SUPPLIED INFORMATION:
--- START ---
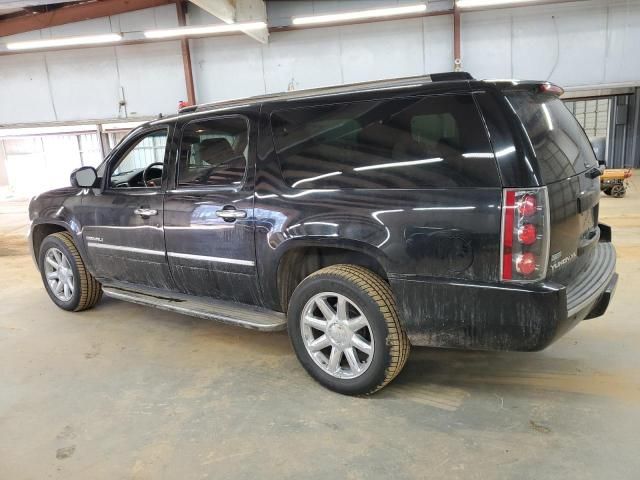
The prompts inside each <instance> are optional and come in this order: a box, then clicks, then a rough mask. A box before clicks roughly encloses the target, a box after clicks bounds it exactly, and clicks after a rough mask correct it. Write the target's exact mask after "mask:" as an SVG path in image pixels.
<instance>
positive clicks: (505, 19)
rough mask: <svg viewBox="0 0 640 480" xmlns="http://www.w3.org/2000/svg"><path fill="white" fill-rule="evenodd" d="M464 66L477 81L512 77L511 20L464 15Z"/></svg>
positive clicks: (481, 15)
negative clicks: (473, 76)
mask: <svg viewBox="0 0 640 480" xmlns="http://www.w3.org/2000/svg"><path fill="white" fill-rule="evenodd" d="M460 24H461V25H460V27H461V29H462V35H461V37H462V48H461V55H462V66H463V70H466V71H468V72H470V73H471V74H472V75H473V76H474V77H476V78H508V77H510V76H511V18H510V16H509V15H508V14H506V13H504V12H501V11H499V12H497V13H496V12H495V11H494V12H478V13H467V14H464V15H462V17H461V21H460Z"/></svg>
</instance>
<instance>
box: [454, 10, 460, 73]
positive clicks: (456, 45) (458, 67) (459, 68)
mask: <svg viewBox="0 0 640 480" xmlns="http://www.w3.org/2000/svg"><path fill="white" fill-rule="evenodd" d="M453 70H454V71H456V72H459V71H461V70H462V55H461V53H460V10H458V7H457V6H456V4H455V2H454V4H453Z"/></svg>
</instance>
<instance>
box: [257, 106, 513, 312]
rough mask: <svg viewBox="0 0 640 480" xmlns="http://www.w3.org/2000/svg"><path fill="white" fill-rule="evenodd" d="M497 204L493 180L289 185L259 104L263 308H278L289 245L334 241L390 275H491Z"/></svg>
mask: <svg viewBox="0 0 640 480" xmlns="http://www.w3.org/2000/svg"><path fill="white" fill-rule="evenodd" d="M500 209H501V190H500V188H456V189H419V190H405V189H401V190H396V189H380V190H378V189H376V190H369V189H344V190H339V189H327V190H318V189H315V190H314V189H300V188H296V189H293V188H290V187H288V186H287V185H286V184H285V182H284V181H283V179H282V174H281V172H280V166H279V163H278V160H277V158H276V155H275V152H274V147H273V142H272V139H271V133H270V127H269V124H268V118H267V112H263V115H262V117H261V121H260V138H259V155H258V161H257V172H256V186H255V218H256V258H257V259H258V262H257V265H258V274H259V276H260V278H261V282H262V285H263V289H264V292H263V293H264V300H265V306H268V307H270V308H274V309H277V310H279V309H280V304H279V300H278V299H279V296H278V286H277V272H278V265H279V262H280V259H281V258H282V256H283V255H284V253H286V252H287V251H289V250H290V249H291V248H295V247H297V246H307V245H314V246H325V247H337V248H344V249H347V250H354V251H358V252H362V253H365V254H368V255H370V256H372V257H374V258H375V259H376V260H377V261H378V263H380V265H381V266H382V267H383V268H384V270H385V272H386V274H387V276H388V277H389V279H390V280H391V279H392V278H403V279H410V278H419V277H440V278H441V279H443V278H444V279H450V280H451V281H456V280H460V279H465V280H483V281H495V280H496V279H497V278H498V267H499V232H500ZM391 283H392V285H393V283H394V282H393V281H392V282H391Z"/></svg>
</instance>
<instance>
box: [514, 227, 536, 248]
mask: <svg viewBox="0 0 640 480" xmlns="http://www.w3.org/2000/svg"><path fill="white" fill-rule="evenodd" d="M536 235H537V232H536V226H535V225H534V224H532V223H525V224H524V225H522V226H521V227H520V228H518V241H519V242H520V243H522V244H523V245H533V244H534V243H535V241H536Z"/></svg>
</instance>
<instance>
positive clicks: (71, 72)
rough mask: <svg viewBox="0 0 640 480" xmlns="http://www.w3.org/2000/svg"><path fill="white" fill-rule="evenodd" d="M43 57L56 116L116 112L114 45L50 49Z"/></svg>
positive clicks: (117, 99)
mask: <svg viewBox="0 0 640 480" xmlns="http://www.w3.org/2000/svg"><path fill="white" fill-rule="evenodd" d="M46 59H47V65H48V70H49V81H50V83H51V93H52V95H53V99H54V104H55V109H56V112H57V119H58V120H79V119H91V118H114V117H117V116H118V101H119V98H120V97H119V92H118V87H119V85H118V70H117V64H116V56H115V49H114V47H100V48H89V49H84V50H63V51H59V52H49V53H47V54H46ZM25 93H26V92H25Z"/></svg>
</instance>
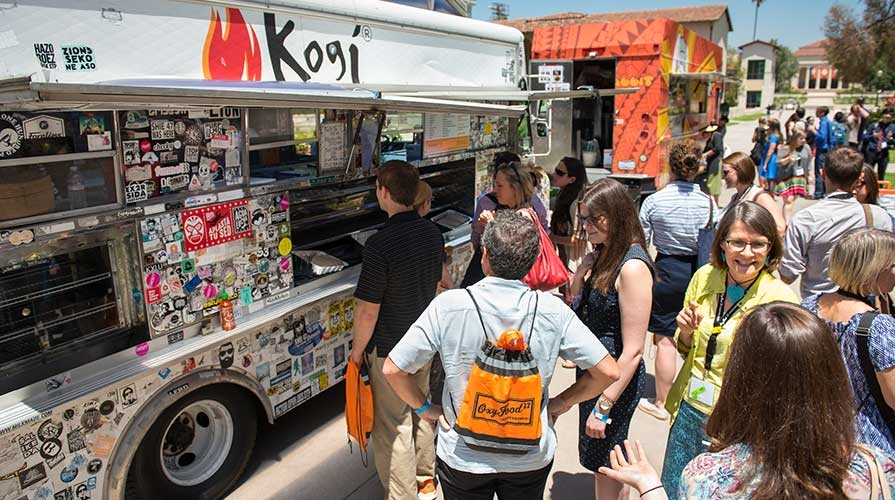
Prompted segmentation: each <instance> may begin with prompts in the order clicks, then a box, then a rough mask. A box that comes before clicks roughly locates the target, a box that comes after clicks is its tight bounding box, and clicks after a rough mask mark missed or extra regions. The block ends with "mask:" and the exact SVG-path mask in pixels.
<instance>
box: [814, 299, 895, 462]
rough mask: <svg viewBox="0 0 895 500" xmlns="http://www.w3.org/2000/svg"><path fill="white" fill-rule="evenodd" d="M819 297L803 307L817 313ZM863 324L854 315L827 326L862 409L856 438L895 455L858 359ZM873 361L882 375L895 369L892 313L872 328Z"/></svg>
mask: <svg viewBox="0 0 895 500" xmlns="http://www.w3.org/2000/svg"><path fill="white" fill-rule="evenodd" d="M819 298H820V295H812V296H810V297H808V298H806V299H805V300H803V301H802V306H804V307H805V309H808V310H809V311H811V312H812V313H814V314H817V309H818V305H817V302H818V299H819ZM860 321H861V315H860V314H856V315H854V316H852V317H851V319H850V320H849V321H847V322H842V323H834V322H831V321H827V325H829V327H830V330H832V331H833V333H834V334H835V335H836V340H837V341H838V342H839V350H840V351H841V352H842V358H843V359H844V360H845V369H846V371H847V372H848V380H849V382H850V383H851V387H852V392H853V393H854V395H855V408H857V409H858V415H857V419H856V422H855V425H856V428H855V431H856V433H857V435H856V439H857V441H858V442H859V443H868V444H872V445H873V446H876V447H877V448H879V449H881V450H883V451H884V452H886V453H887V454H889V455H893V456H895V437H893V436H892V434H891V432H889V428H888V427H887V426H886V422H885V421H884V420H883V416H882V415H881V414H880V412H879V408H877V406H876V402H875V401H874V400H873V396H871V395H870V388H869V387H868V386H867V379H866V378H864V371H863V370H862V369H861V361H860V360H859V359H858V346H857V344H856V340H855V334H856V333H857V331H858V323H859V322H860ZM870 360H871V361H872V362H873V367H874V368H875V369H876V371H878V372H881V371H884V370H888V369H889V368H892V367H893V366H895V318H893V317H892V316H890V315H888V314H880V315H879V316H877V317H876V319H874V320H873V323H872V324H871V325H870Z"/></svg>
--- END ---
WHAT TO PRODUCE:
Pictures in the records above are left out; print everything else exactly as written.

YOUR SOLUTION:
The prompts inside each <instance> are optional and come in this order: a box, then clicks, then a rough mask. A box before clicks roughly encloses the target, a box after clicks bounds it exactly, and clicks after a rough mask correct it. Write the target's exact mask after "mask:" as an SVG path in image pixels.
<instance>
positive clicks: (505, 19)
rough mask: <svg viewBox="0 0 640 480" xmlns="http://www.w3.org/2000/svg"><path fill="white" fill-rule="evenodd" d="M464 66L477 81L512 77L511 20L464 15Z"/></svg>
positive clicks: (481, 15)
negative clicks: (473, 76)
mask: <svg viewBox="0 0 640 480" xmlns="http://www.w3.org/2000/svg"><path fill="white" fill-rule="evenodd" d="M460 24H461V25H460V27H461V29H462V35H461V37H462V48H461V55H462V66H463V70H466V71H468V72H470V73H471V74H472V75H473V76H474V77H476V78H508V77H510V76H511V18H510V16H509V15H508V14H506V13H504V12H501V11H499V12H497V13H496V12H495V11H494V12H478V13H467V14H464V15H462V17H461V21H460Z"/></svg>
</instance>
<instance>
box: [454, 10, 460, 73]
positive clicks: (456, 45) (458, 67) (459, 68)
mask: <svg viewBox="0 0 640 480" xmlns="http://www.w3.org/2000/svg"><path fill="white" fill-rule="evenodd" d="M453 70H454V71H456V72H459V71H461V70H462V55H461V53H460V10H458V7H457V6H456V4H455V2H454V4H453Z"/></svg>
</instance>
<instance>
box: [257, 106, 513, 312]
rough mask: <svg viewBox="0 0 640 480" xmlns="http://www.w3.org/2000/svg"><path fill="white" fill-rule="evenodd" d="M497 204L493 180L289 185L259 104L263 308H278L289 245L334 241L390 275H491Z"/></svg>
mask: <svg viewBox="0 0 640 480" xmlns="http://www.w3.org/2000/svg"><path fill="white" fill-rule="evenodd" d="M500 209H501V190H500V188H456V189H419V190H405V189H401V190H396V189H380V190H378V189H376V190H369V189H344V190H339V189H327V190H318V189H315V190H314V189H300V188H296V189H293V188H290V187H288V186H287V185H286V184H285V182H284V181H283V179H282V174H281V172H280V166H279V163H278V160H277V158H276V155H275V152H274V147H273V142H272V139H271V133H270V127H269V124H268V118H267V112H263V115H262V117H261V121H260V138H259V155H258V161H257V172H256V186H255V218H256V258H257V259H258V262H257V265H258V274H259V276H260V278H261V282H262V285H263V289H264V292H263V293H264V300H265V306H268V307H270V308H274V309H277V310H279V309H280V304H279V300H278V299H279V296H278V286H277V272H278V265H279V262H280V259H281V258H282V256H283V255H284V253H286V252H287V251H289V250H290V249H291V248H295V247H297V246H307V245H314V246H325V247H337V248H344V249H347V250H354V251H358V252H362V253H365V254H368V255H370V256H372V257H374V258H375V259H376V260H377V261H378V263H380V265H381V266H382V267H383V268H384V270H385V272H386V274H387V276H388V277H389V279H390V280H391V279H392V278H403V279H410V278H419V277H440V278H441V279H443V278H444V279H450V280H451V281H456V280H460V279H465V280H483V281H495V280H496V279H497V278H498V267H499V232H500ZM391 283H392V285H393V283H394V282H393V281H392V282H391Z"/></svg>
</instance>
<instance>
box: [514, 227, 536, 248]
mask: <svg viewBox="0 0 640 480" xmlns="http://www.w3.org/2000/svg"><path fill="white" fill-rule="evenodd" d="M536 235H537V232H536V226H535V225H534V224H532V223H525V224H524V225H522V226H521V227H520V228H518V241H519V242H520V243H522V244H523V245H533V244H534V243H535V241H536Z"/></svg>
</instance>
<instance>
positive clicks: (71, 72)
rough mask: <svg viewBox="0 0 640 480" xmlns="http://www.w3.org/2000/svg"><path fill="white" fill-rule="evenodd" d="M43 57L56 116L116 112L114 45L50 49Z"/></svg>
positive clicks: (117, 99)
mask: <svg viewBox="0 0 640 480" xmlns="http://www.w3.org/2000/svg"><path fill="white" fill-rule="evenodd" d="M46 59H47V65H48V70H49V81H50V83H51V93H52V95H53V99H54V104H55V109H56V112H57V119H58V120H79V119H91V118H114V117H117V116H118V101H119V98H120V97H119V92H118V87H119V85H118V70H117V64H116V56H115V49H114V47H100V48H89V49H84V50H63V51H59V52H49V53H47V54H46ZM25 93H26V92H25Z"/></svg>
</instance>
Prompted segmentation: each <instance> may begin with prompts in the order clicks, then a box, then a rough mask. A box that comes before clicks roughly locates the target, a box that comes after clicks is its tight bounding box, and clicks after a rough mask mark missed or extra regions. The block ends with "mask:" and the exact SVG-path mask in pixels.
<instance>
box: [814, 299, 895, 462]
rough mask: <svg viewBox="0 0 895 500" xmlns="http://www.w3.org/2000/svg"><path fill="white" fill-rule="evenodd" d="M819 297L803 307L817 313ZM863 324L854 315L827 326L862 409L856 438L895 455L858 359ZM873 361L882 375L895 369L892 313L872 328Z"/></svg>
mask: <svg viewBox="0 0 895 500" xmlns="http://www.w3.org/2000/svg"><path fill="white" fill-rule="evenodd" d="M819 298H820V295H812V296H810V297H808V298H806V299H805V300H803V301H802V306H804V307H805V309H808V310H809V311H811V312H812V313H814V314H817V309H818V305H817V302H818V299H819ZM860 321H861V315H860V314H856V315H854V316H852V317H851V319H850V320H849V321H847V322H842V323H834V322H831V321H827V325H829V327H830V330H832V331H833V333H834V334H835V335H836V340H837V341H838V342H839V350H840V351H841V352H842V358H843V359H844V360H845V369H846V371H847V372H848V380H849V382H850V383H851V387H852V392H853V393H854V395H855V408H857V409H858V415H857V419H856V422H855V425H856V428H855V431H856V433H857V435H856V439H857V441H858V442H859V443H868V444H872V445H873V446H876V447H877V448H879V449H881V450H883V451H884V452H886V453H887V454H889V455H893V456H895V437H893V436H892V434H891V432H889V428H888V427H887V426H886V422H885V421H884V420H883V416H882V415H881V414H880V412H879V408H877V406H876V402H875V401H874V400H873V396H871V395H870V388H869V387H868V386H867V379H866V378H864V371H863V370H862V369H861V361H860V360H859V359H858V346H857V344H856V340H855V334H856V333H857V331H858V323H859V322H860ZM870 360H871V361H872V362H873V367H874V368H875V369H876V371H878V372H881V371H884V370H888V369H889V368H892V367H893V366H895V318H893V317H892V316H890V315H888V314H880V315H879V316H877V317H876V319H874V320H873V323H872V324H871V325H870Z"/></svg>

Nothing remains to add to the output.